Back in the good old days when Satyajit Ray often made the most sublime neo-realistic cinema, one Ms. Nargis Dutt caustically charged him with selling Indian poverty abroad. Yet, Satyajit Ray”s films did not feature Calcutta”s slums but the villages of Bengal. There was an undercurrent of poverty in his major films like Pather Panchali, Aparajito and Pratidwandhi but there was human irony. No romanticizing poverty yet ultimately a resounding affirmation of human dignity. Who can forget the immortal scene in Aparajito where a guilt ridden Apu, a poor Brahmana boy rejects his priestly duties towards his mother”s last rites and opts to pursue a modern education instead. Ray”s father was a Brahmo and he himself a recalcitrant Hindu, yet his cinema encompassed everything that represented the best and the worst of Indian civilization ethos.

Through the vicissitudes of times, India has emerged as a global economy shedding both its Nehruvian rate of growth and the associated stereotypes, although we are admittedly a third world country with sub Saharan level hunger and human development indices. Yet, a share of its misfortune may be attributed to being surrounded by two failed states whose burdens of jihadi terrorism and poverty India has to suffer. Even the slum is an artificial socio-political construct and misrepresents Indian poverty. Indian slums have unpaid electricity accounts yet even today thousands of Indian villages wait electrification; slums have NGOs operating in vain while villages still await their first permanent school buildings. Slums create and sustain criminals yet millions of Indian villages represent a morally and ethical superior way of life and hospitality. Slums in India are infested by some over 30-40 million illegal Bangladeshi migrants who constitute a sizable secular votebank.

But contemporary film making seems to have appreciated little of these ground realities; instead we find a rehash of the old and improbable rags to riches story in an ultra-regressive style. A magnificent Mumbai slum, two Muslim brothers, a Hindu mob killing innocent Muslim women, criminally amputated children singing Surdas”s songs, Hindu policemen torturing an innocent Muslim boy and a diabolic Hindu game-show host who hands his Muslim contestant to his Hindu police which hates the Amnesty international, and voila, you have all the ingredients for a “secular” potboiler which is on the road to the Oscars! You might argue that it”s not realistic but only fantasy since there is greater probability of winning the jackpot on a lottery ticket without being abused by the police than winning the top prize on a quiz show with 15 unique questions.

(Tasks and exercises):
A. In the commentary on Indian cinema, who accused Satyajit Ray of selling Indian poverty abroad?
B. Shorten the paragraph of the commentary on Indian cinema that begins "Back in the good old days," keeping its main facts.
C. Continue the commentary on Indian cinema from where it stops.

Records from a data collection
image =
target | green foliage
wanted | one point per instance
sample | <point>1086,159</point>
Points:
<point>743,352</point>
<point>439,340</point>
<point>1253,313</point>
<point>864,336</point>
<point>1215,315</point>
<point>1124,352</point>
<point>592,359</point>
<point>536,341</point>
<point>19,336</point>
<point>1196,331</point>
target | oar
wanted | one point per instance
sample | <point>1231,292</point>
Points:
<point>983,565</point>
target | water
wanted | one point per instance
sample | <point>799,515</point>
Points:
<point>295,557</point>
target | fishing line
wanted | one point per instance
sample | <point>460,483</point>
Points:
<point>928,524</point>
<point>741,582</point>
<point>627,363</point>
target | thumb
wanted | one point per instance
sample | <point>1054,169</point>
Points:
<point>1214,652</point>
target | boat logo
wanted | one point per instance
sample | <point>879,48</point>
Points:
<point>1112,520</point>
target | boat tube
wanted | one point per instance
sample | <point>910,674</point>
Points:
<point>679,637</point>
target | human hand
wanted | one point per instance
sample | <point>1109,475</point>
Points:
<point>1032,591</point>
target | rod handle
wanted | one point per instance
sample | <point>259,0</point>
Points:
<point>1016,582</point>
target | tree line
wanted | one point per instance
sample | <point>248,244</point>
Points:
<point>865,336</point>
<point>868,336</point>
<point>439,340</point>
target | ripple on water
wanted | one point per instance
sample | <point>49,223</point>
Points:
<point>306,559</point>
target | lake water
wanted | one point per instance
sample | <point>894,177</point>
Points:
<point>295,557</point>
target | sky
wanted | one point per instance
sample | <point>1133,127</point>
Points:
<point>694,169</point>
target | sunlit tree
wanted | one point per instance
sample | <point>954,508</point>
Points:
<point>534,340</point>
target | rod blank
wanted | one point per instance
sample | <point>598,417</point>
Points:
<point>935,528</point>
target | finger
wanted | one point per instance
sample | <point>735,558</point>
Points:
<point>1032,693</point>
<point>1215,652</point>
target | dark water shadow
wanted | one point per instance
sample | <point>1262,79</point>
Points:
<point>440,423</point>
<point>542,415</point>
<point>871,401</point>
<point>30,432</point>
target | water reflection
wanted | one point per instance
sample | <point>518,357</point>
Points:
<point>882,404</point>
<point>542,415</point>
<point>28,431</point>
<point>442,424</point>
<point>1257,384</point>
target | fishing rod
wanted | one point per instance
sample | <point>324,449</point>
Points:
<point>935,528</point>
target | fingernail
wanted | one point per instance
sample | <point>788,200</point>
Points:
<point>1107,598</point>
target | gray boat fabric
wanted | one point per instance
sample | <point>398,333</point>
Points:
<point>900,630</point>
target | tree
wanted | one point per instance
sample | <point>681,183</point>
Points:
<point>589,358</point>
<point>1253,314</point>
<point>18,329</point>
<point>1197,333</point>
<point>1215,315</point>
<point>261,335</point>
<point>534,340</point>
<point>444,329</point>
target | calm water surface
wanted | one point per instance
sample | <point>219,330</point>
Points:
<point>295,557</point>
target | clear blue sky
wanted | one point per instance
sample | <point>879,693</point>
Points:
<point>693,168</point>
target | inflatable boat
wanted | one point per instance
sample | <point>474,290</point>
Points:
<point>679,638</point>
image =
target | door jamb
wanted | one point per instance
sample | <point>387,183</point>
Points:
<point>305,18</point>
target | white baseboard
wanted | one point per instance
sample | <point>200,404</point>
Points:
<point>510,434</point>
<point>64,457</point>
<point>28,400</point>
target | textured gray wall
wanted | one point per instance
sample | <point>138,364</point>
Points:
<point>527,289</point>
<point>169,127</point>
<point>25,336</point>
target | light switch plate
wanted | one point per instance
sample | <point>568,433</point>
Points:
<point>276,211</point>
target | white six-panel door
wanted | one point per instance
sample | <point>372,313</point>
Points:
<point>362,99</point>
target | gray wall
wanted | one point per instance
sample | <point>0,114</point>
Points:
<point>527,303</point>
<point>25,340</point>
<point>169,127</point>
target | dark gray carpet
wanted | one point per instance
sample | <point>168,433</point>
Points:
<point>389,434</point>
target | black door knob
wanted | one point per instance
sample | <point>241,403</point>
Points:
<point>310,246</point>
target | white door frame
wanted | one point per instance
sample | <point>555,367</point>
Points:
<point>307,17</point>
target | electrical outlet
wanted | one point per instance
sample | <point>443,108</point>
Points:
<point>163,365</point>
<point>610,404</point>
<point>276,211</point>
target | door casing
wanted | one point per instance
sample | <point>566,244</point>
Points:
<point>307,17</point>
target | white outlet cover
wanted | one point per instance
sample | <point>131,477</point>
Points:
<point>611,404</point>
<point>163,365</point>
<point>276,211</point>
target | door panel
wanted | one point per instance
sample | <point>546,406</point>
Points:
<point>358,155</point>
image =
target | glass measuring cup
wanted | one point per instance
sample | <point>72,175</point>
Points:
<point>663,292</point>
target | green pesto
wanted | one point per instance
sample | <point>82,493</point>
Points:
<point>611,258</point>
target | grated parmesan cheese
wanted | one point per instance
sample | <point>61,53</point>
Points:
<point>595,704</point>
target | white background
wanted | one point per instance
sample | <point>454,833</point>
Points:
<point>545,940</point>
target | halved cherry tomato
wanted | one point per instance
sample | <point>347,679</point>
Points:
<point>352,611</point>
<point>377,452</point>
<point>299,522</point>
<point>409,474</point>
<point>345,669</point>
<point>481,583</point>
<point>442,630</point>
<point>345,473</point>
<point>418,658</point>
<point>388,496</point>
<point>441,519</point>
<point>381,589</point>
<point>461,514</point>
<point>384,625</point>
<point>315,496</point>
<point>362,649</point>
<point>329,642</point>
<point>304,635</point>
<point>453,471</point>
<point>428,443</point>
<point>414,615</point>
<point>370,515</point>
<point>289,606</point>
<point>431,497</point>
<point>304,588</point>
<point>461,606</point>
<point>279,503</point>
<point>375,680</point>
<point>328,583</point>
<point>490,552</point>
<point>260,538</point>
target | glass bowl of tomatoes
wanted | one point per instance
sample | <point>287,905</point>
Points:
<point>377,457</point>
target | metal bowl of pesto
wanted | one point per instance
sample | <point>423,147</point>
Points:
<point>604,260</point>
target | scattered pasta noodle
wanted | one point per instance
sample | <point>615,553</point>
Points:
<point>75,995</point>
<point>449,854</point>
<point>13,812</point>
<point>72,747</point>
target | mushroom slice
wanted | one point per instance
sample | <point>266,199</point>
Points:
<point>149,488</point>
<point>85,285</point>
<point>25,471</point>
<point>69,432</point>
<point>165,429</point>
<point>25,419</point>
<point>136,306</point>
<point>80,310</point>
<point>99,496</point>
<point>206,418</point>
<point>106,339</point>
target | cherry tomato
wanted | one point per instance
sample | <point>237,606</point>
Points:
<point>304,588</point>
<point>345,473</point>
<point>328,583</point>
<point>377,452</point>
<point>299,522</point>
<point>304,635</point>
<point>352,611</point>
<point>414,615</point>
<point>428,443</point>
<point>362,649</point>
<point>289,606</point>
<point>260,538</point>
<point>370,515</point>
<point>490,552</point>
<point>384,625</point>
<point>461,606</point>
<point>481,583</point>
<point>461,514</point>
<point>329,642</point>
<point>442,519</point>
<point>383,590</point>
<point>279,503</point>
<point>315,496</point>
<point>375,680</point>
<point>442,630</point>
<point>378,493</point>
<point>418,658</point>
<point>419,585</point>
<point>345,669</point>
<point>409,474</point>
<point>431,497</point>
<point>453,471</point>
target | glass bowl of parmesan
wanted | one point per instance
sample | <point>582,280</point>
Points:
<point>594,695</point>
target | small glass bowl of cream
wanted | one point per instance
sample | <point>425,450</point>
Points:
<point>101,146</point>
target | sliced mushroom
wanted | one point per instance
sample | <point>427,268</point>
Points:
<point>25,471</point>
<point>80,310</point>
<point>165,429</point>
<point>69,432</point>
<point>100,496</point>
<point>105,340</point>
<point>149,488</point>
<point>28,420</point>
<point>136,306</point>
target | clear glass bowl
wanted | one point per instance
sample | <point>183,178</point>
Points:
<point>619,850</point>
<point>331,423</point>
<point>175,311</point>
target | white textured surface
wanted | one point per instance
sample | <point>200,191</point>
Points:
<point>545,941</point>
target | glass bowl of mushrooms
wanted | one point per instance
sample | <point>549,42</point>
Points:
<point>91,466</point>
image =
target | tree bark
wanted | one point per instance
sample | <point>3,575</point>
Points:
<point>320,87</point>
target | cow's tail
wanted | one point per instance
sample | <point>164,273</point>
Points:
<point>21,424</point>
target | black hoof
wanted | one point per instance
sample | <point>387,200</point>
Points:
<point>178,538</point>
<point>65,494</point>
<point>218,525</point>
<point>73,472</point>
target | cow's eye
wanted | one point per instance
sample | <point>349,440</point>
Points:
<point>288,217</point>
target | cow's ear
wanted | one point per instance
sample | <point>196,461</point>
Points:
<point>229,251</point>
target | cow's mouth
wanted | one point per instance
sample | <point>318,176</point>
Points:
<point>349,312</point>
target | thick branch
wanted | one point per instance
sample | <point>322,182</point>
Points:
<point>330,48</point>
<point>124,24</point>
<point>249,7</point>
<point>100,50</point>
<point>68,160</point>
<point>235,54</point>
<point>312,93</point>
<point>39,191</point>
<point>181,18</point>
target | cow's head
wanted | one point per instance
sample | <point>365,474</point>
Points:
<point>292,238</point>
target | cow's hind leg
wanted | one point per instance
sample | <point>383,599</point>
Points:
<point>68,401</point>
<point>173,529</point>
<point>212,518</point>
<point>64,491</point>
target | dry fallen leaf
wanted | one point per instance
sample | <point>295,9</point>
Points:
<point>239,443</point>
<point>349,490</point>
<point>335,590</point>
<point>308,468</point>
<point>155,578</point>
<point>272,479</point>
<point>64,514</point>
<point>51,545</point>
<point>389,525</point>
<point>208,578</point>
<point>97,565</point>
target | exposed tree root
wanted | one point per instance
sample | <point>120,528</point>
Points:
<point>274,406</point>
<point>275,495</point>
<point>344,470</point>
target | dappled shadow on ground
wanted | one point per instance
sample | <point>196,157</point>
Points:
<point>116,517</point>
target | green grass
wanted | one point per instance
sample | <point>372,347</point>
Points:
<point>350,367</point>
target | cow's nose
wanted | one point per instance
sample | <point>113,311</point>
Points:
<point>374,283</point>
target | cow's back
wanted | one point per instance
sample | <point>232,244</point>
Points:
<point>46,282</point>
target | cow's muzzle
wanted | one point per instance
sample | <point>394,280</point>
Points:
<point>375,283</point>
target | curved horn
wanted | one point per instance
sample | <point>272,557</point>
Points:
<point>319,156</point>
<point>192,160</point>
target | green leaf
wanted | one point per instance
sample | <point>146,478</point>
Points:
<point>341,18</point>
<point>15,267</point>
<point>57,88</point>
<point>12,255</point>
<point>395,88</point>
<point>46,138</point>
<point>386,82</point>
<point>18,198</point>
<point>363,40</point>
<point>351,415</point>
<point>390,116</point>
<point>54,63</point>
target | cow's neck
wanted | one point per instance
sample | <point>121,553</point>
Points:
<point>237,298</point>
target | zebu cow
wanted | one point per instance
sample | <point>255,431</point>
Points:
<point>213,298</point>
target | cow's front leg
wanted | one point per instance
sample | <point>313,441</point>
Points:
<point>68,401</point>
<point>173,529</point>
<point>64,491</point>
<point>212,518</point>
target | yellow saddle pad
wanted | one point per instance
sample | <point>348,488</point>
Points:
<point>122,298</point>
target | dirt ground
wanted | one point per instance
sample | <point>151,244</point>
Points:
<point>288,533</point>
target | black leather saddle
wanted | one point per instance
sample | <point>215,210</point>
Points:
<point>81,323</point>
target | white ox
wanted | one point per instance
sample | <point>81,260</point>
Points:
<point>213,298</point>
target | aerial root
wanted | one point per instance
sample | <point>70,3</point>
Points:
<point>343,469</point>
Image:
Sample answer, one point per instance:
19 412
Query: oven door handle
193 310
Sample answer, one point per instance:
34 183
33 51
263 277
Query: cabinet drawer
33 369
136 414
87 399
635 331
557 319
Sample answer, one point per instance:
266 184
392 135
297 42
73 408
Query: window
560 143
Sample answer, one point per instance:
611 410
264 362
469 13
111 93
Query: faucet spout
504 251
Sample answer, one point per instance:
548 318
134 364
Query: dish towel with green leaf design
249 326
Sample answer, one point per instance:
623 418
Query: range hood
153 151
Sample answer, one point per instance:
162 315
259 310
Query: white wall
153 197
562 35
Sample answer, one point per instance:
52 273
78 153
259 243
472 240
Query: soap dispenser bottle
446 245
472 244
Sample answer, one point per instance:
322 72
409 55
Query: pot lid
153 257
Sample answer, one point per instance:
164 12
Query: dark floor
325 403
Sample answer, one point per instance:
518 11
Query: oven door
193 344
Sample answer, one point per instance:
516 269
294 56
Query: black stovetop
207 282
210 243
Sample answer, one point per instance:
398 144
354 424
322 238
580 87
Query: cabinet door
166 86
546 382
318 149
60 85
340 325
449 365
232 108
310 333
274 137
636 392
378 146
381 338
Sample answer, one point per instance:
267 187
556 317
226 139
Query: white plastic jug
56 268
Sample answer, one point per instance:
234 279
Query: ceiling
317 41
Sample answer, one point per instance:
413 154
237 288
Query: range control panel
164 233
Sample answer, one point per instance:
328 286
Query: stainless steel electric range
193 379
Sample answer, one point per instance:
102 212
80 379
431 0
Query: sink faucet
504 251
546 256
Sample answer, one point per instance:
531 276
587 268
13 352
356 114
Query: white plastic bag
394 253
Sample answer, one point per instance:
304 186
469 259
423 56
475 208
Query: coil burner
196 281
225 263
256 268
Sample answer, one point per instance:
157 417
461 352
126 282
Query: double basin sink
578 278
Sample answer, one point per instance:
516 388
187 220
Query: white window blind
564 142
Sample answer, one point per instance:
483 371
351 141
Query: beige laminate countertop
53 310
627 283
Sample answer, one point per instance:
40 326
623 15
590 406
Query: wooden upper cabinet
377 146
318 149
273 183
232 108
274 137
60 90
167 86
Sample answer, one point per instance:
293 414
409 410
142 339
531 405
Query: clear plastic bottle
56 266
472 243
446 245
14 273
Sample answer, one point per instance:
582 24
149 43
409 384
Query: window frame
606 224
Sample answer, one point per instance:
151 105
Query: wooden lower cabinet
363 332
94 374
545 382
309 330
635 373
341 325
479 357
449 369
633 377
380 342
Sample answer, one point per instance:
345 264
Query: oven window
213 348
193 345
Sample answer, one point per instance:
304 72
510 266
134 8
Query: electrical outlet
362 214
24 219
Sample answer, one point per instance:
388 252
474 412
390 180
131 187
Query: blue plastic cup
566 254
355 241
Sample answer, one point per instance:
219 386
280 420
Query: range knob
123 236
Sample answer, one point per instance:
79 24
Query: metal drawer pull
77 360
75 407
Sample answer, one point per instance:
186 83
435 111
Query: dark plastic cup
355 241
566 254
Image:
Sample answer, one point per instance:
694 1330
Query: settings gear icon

(Answers given):
A. Nargis Dutt.

B. Nargis Dutt once accused Satyajit Ray of selling Indian poverty abroad, but his films showed Bengal's villages rather than Calcutta's slums. Pather Panchali, Aparajito and Pratidwandhi carried an undercurrent of poverty with human irony. They never romanticized it and ultimately affirmed human dignity. One example is the Aparajito scene in which Apu, a guilt-ridden poor Brahmana boy, rejects his priestly duties toward his mother's last rites to pursue a modern education. Ray's father was a Brahmo and Ray himself a recalcitrant Hindu, yet his cinema encompassed the best and worst of the Indian civilization ethos.

C.
But then you can be kidding with the graphic depiction of blood curdling anti Muslim riot in which a Hindu mob slits the children”s mother, the Indian policeman electrocuting the Muslim suspect or the gory scene of the amputation of the street children by the mafia who are then forced to sing Surdas”s bhajans. The book by Vikas Swarup has the main protagonist named as Ram Mohammad Thomas who was conveniently transformed into a Muslim boy, Jamal Malik who lost his mother to a Hindu mob to make it sound in the author”s own confession more “politically correct.”

When was the last time in Indian History when an unprovoked Hindu population took to violence? For the record the Mumbai riots were incited by fanatical Muslim mobs in the face of the Baburi Masjid demolition. Moreover, it beats me how the consequent Mumbai bomb blasts triggered by local Muslim gangs can be disassociated from the Mumbai riots? And the much maligned Bombay Police recently lost sixteen of its bravest men while defending the city”s freedom of speech and expression against Islamist zealots who wanted to replicate in India, a 7th century Arabia.

More disturbingly, you have the depiction of the blue bodied Rama whom Hindus consider as Maryada Puroshottam [the best among men] threatening to terminate the existence of the innocent Muslim children. To a question on with which weapons is Lord Rama depicted with in popular iconography, Jamal Malik the protagonist does not remember the grand Ram Lilas which happen across the country or Ram Kathas on televisions. Instead, a Hindu kid dressed like immaculately like Lord Rama stand in the mid of a slum in a threatening pose. And one cannot miss the hatred being portrayed in the face and looks of that young Hindu kid, younger than even Jamaal. Even a 5 year old Hindu kid is a communal bigot and Rama is responsible for all the communal crap. Muslims are seculars and victims by definition. And we need one white director to tell these things to the whole world. Not only this we have forcibly amputated children singing Surdas”s bhajan pining for a glimpse of illusory Krishna?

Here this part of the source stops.